= Required work =
Can you rewrite the lines below with "couple embracing" replaced by "pair hugging" and nothing else changed?

^^^^

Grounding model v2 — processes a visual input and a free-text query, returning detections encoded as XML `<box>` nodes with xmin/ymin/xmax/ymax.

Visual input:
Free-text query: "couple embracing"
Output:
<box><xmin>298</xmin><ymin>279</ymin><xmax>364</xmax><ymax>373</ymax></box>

^^^^

= The result =
Grounding model v2 — processes a visual input and a free-text query, returning detections encoded as XML `<box>` nodes with xmin/ymin/xmax/ymax.

Visual input:
Free-text query: "pair hugging"
Output:
<box><xmin>298</xmin><ymin>279</ymin><xmax>364</xmax><ymax>373</ymax></box>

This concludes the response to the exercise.